■ Directions for this task:
Repeat the records verbatim from their first line through the line that contains "column 419, row 284", including both.
— start Records shown —
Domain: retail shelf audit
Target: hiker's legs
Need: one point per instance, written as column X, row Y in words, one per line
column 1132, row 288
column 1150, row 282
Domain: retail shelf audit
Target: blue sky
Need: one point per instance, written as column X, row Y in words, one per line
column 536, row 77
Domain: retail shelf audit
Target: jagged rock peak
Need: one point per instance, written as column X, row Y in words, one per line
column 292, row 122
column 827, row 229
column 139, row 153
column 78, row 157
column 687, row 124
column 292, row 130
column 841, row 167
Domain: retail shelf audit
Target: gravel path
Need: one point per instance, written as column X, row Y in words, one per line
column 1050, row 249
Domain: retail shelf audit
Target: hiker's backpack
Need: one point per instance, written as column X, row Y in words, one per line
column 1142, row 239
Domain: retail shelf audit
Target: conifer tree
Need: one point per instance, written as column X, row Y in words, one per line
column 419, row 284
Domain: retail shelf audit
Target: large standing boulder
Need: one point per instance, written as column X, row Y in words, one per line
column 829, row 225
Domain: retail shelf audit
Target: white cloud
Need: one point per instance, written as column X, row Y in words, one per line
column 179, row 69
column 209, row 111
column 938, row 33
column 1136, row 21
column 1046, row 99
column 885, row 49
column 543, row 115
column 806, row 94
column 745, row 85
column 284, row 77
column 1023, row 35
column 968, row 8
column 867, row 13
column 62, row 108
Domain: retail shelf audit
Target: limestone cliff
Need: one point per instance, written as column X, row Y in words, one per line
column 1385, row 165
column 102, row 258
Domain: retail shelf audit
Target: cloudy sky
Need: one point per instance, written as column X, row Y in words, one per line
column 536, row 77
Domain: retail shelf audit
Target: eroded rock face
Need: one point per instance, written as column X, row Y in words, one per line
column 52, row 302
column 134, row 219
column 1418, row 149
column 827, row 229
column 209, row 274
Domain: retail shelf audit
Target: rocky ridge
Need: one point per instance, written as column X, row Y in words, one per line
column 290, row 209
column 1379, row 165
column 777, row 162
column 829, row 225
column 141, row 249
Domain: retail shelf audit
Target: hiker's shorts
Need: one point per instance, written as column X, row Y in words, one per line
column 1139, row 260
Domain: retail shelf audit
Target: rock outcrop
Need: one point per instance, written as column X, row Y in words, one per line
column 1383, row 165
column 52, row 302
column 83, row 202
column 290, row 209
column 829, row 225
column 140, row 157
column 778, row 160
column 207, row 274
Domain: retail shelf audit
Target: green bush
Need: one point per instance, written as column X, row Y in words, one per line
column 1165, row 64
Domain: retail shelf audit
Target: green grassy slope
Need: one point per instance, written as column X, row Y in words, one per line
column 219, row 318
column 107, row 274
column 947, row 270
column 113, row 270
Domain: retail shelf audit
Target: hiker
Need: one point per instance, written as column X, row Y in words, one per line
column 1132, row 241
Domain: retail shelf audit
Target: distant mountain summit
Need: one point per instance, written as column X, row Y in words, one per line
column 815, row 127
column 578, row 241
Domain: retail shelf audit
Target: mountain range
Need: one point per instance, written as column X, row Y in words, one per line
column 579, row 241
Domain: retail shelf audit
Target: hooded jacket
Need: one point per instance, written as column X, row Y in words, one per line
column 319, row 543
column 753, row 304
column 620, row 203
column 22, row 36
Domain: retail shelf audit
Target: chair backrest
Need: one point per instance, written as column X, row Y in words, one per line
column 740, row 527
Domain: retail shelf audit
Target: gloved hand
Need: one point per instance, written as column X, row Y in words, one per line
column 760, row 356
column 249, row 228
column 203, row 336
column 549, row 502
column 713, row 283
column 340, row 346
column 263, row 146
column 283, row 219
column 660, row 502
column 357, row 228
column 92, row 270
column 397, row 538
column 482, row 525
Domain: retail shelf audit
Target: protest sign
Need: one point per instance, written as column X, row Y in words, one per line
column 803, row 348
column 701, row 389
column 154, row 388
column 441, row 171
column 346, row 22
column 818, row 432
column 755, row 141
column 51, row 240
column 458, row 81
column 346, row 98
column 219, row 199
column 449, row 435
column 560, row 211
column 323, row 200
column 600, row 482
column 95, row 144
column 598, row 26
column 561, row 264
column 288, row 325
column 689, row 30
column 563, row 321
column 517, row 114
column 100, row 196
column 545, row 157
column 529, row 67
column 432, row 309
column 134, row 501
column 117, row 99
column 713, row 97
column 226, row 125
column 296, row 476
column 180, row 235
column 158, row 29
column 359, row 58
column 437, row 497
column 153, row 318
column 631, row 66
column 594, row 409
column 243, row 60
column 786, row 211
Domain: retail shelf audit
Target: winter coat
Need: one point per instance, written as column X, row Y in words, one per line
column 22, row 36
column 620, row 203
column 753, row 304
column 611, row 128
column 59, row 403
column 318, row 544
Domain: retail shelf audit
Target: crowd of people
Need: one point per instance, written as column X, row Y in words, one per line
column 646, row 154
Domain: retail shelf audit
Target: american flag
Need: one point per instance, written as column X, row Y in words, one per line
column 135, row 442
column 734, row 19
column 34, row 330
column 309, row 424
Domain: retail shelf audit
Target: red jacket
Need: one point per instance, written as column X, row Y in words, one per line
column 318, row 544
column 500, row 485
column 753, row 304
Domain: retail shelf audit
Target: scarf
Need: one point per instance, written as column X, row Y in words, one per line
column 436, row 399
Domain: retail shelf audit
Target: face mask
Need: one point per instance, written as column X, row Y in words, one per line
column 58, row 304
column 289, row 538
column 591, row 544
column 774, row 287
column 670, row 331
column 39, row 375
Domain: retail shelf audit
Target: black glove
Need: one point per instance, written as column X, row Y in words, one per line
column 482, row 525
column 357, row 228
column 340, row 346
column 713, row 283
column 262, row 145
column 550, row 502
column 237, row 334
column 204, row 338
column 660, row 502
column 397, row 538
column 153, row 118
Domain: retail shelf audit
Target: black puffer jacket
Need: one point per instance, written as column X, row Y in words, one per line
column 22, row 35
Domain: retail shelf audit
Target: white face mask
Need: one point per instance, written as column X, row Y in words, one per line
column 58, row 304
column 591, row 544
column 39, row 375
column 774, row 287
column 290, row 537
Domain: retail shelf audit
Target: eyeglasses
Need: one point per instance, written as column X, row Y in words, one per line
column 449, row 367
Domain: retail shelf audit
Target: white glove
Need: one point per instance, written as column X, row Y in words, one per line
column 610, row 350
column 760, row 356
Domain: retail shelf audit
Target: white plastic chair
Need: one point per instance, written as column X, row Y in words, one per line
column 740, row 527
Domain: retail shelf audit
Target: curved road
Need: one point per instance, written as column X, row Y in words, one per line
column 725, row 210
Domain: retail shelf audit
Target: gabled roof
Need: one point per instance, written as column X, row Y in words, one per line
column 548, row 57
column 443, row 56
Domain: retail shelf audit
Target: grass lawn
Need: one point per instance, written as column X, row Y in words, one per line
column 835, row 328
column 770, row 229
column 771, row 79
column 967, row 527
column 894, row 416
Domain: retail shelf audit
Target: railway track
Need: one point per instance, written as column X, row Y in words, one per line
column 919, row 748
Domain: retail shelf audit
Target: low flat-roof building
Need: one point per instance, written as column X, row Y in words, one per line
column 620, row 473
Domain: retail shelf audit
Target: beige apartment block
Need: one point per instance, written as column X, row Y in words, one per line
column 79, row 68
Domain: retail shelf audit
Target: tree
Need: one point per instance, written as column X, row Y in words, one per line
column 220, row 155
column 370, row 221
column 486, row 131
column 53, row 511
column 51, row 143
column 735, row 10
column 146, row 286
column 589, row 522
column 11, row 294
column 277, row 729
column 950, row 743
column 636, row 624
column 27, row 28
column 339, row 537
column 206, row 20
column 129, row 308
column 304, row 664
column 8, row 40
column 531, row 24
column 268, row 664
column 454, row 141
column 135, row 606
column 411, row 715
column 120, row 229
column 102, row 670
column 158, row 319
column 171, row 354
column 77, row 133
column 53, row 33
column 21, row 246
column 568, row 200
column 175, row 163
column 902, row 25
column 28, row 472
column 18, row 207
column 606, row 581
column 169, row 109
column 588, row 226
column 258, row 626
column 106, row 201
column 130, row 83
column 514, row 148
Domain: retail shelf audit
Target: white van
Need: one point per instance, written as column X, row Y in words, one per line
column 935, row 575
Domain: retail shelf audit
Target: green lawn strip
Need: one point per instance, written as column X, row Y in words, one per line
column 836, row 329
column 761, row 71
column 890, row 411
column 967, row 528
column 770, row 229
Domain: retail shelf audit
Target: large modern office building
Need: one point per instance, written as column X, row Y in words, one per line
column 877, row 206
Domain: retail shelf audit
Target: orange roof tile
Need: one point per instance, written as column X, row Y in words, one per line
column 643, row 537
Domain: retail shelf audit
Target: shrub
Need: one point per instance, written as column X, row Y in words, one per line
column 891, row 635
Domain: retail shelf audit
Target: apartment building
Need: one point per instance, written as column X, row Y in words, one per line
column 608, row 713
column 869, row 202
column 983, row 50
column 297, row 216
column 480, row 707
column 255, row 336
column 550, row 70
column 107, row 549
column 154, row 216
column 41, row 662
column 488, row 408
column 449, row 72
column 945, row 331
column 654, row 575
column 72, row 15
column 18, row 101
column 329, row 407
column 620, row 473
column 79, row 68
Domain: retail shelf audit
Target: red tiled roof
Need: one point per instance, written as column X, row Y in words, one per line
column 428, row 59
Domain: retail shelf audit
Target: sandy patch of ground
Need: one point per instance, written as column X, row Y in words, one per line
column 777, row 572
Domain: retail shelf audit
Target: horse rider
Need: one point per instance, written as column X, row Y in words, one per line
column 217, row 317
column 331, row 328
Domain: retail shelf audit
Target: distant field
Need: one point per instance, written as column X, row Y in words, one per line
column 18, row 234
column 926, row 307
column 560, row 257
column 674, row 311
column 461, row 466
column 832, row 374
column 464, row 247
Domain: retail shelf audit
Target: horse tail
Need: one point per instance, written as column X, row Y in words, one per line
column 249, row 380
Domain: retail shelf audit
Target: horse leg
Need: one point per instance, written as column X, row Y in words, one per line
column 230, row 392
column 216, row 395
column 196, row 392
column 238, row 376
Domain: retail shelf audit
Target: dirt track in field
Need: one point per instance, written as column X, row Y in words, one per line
— end Records shown —
■ Right answer:
Domain: retail shelf audit
Target: hiker's legs
Need: one point per instance, written as column X, row Y in words, one per line
column 1132, row 288
column 1150, row 282
Domain: retail shelf audit
Target: blue sky
Need: one point per instance, written as column X, row Y in words, one per line
column 536, row 77
Domain: retail shelf audit
Target: jagged rock peak
Need: one point per instance, written as column X, row Y in words, one per line
column 292, row 122
column 827, row 229
column 139, row 153
column 78, row 157
column 687, row 124
column 292, row 130
column 841, row 167
Domain: retail shelf audit
Target: gravel path
Need: one point per instance, written as column X, row Y in words, one per line
column 1050, row 249
Domain: retail shelf audit
Target: hiker's backpack
Need: one point per instance, written as column X, row Y in words, one per line
column 1142, row 239
Domain: retail shelf audit
Target: conifer tree
Need: one point per instance, written as column X, row Y in words, one per line
column 419, row 284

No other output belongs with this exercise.